Input data
____

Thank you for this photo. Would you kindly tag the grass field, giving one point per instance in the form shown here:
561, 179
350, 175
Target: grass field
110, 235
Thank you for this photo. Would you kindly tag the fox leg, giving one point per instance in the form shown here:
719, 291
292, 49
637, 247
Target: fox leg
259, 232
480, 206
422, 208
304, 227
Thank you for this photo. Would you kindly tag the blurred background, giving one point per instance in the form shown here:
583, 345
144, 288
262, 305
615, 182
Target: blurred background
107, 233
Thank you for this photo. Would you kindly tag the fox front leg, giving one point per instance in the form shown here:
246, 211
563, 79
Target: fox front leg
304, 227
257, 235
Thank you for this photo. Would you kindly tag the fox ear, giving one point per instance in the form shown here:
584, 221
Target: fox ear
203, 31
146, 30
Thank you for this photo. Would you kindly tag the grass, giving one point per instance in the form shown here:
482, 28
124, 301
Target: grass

____

Exercise instructions
Copy the material from the line containing "Thank you for this photo. Would you kindly tag the blurred" through the end, and shift every answer coordinate by subtracting 34 from each of its numbers. Leave all other lines as they are.

Output below
Thank you for this photo. Would you kindly tag the blurred background, giving one point per instance in the form shown here:
583, 345
144, 288
262, 305
615, 182
Target: blurred background
73, 199
Thank you for this photo. Would you kindly tag the fox front leg, giving one point per instance in the form shown here:
246, 211
563, 79
Target: fox front leg
270, 193
223, 201
Thank you for this photo. Would you kindly tag the fox ear, giving one point per instance in the form shown here:
584, 221
Target: fox ear
169, -3
112, -4
Thank you for this photo. Would you kindly tag the grass, giving one point per instance in the form shown here:
482, 28
124, 301
Target: grass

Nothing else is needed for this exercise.